+++ GIVEN ENTRIES +++

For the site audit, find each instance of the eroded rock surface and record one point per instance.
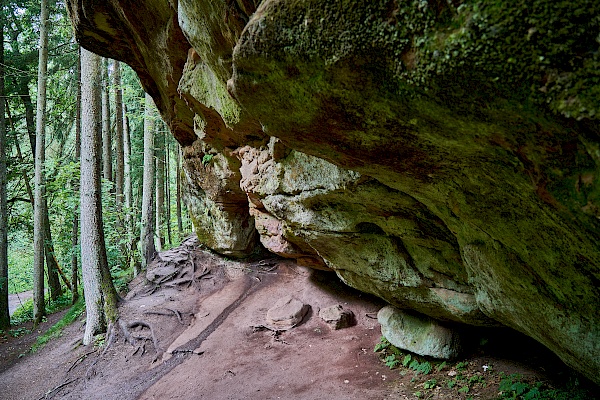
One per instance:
(441, 155)
(420, 335)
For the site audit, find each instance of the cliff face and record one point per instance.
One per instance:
(442, 156)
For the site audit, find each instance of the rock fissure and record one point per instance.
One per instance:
(415, 148)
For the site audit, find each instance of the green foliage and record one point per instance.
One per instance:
(56, 330)
(382, 345)
(440, 367)
(461, 366)
(391, 361)
(20, 264)
(206, 159)
(430, 384)
(514, 387)
(25, 312)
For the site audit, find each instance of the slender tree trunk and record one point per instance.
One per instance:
(127, 189)
(38, 232)
(52, 267)
(147, 226)
(100, 295)
(106, 139)
(19, 154)
(178, 190)
(75, 231)
(120, 161)
(168, 193)
(160, 190)
(4, 312)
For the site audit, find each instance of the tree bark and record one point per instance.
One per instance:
(168, 193)
(75, 230)
(100, 294)
(120, 156)
(160, 190)
(178, 190)
(38, 232)
(106, 139)
(147, 227)
(127, 189)
(52, 267)
(4, 312)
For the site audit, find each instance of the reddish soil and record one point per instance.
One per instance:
(209, 345)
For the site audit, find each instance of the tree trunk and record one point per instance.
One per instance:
(4, 313)
(100, 294)
(106, 139)
(75, 231)
(178, 190)
(120, 161)
(127, 189)
(147, 227)
(38, 232)
(52, 266)
(168, 193)
(160, 190)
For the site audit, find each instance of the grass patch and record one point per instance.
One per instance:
(465, 379)
(25, 312)
(56, 330)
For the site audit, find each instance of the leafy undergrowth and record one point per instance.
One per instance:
(24, 314)
(428, 378)
(56, 330)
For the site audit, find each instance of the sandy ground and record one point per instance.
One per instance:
(206, 342)
(220, 354)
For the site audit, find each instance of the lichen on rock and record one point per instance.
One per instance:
(443, 155)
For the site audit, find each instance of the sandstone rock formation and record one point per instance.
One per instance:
(441, 155)
(420, 335)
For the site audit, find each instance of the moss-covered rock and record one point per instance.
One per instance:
(461, 109)
(443, 155)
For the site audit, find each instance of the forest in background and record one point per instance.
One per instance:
(125, 113)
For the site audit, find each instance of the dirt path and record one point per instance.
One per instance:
(17, 299)
(206, 319)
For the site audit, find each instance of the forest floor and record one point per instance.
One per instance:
(201, 334)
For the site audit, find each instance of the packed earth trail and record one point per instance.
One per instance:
(198, 326)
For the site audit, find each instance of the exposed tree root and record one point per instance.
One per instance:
(111, 334)
(80, 359)
(133, 339)
(49, 394)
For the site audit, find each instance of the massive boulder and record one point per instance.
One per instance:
(441, 155)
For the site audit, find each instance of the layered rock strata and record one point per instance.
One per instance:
(441, 155)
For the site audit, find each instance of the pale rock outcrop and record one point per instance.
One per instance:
(418, 334)
(441, 155)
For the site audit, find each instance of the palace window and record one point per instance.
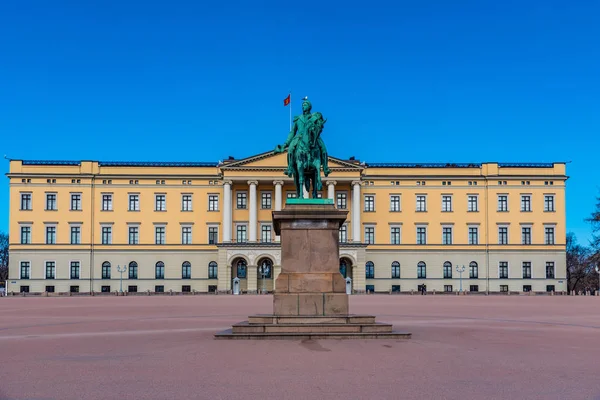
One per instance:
(473, 235)
(421, 235)
(549, 203)
(159, 235)
(549, 235)
(159, 270)
(241, 269)
(342, 200)
(105, 270)
(502, 235)
(242, 200)
(134, 202)
(446, 203)
(473, 205)
(25, 235)
(213, 202)
(106, 202)
(50, 270)
(25, 269)
(447, 235)
(526, 270)
(549, 270)
(395, 203)
(50, 235)
(186, 270)
(186, 235)
(133, 271)
(212, 270)
(25, 201)
(51, 201)
(525, 235)
(241, 233)
(395, 235)
(369, 235)
(106, 235)
(369, 203)
(395, 270)
(502, 202)
(447, 270)
(74, 269)
(213, 235)
(75, 202)
(265, 200)
(343, 233)
(421, 203)
(369, 270)
(421, 270)
(75, 235)
(186, 202)
(473, 270)
(160, 201)
(134, 235)
(525, 203)
(503, 270)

+++

## REQUIRED WORK
Edit the material above by replacing "site audit" with "field survey" everywhere it occurs, and leave everything else as it is. Leave out the pictures.

## THE REPLY
For the field survey, find each instance of the eroded rock surface and record one point per instance.
One per instance:
(441, 155)
(420, 335)
For the field survey, find each instance of the cliff face and record one point per instance.
One per instance:
(442, 156)
For the field survey, find each instance of the rock fissure and record one point per instance.
One per instance:
(415, 148)
For the field survey, find each instance of the green foliage and record one point per instance.
One per instance:
(56, 330)
(382, 345)
(440, 367)
(461, 366)
(391, 361)
(20, 264)
(206, 159)
(430, 384)
(514, 387)
(25, 312)
For the field survey, find each instance of the slender tree trunk and record one point per instance.
One per instance:
(127, 189)
(38, 232)
(52, 267)
(147, 226)
(100, 295)
(106, 139)
(19, 154)
(178, 190)
(75, 231)
(120, 161)
(168, 193)
(160, 190)
(4, 312)
For the field survey, find each instance of the tree bark and record one point per instance.
One per instance:
(168, 193)
(75, 230)
(100, 294)
(120, 156)
(160, 190)
(178, 190)
(38, 232)
(106, 139)
(147, 227)
(127, 189)
(52, 267)
(4, 312)
For the field survey, find each instance of the reddish soil and record one point per instance.
One per instance:
(209, 345)
For the field survey, find each instance of the tree trunk and record one point per instance.
One per instance:
(4, 313)
(100, 294)
(106, 139)
(75, 231)
(178, 190)
(120, 161)
(127, 189)
(147, 227)
(38, 232)
(52, 266)
(168, 193)
(160, 190)
For the field survey, find each instance of the grass patch and record one point per instance.
One per instance:
(465, 379)
(25, 312)
(56, 330)
For the field survey, find each instance of the leafy undergrowth and record one point per instance.
One per instance:
(24, 314)
(428, 378)
(56, 330)
For the field survey, find each instance of the sandy ground and record one point per instance.
One per instance:
(206, 342)
(220, 354)
For the field survey, find each instance of the lichen on rock and record one point per instance.
One per instance:
(443, 155)
For the field survey, find each instance of the sandstone rock formation and record one point per instance.
One per instance:
(441, 155)
(420, 335)
For the field survey, find each instance of the moss-covered rock and record one point per instance.
One per instance:
(461, 109)
(443, 155)
For the field survey, find each instance of the forest in background and record one point per instance.
One per instance:
(125, 113)
For the field survey, find each instance of the dirt path and record one point per instance.
One per instance:
(17, 299)
(206, 319)
For the field survey, find each instance of the forest floor and record one point per instance.
One per instance:
(201, 334)
For the field survey, find each instance of the packed earth trail and record one point per instance.
One per instance:
(198, 326)
For the field survey, find each instance of the exposed tree root and record one point per instance.
One per instance:
(111, 334)
(80, 359)
(133, 339)
(49, 394)
For the field survey, find each instance of the massive boulder and record one point per instance.
One per instance:
(441, 155)
For the field survey, find each instance of the layered rock strata and record one point per instance.
One per instance:
(441, 155)
For the field survey, find each instance of the pale rock outcrop and record one point per instance.
One per instance:
(418, 334)
(441, 155)
For the field survey, find each instance of the palace window and record one point per instance.
One per instance:
(473, 235)
(421, 235)
(549, 203)
(159, 235)
(549, 235)
(159, 270)
(241, 269)
(342, 200)
(105, 270)
(502, 235)
(242, 200)
(134, 202)
(446, 203)
(473, 205)
(25, 235)
(213, 202)
(106, 202)
(50, 270)
(25, 269)
(447, 235)
(526, 270)
(549, 270)
(395, 203)
(50, 235)
(186, 270)
(186, 235)
(133, 271)
(212, 270)
(25, 201)
(51, 201)
(525, 235)
(241, 233)
(395, 235)
(369, 235)
(106, 235)
(369, 203)
(395, 270)
(502, 202)
(447, 270)
(74, 269)
(213, 235)
(75, 202)
(265, 200)
(343, 233)
(421, 203)
(369, 270)
(421, 270)
(75, 235)
(186, 202)
(473, 270)
(160, 201)
(134, 235)
(525, 203)
(503, 270)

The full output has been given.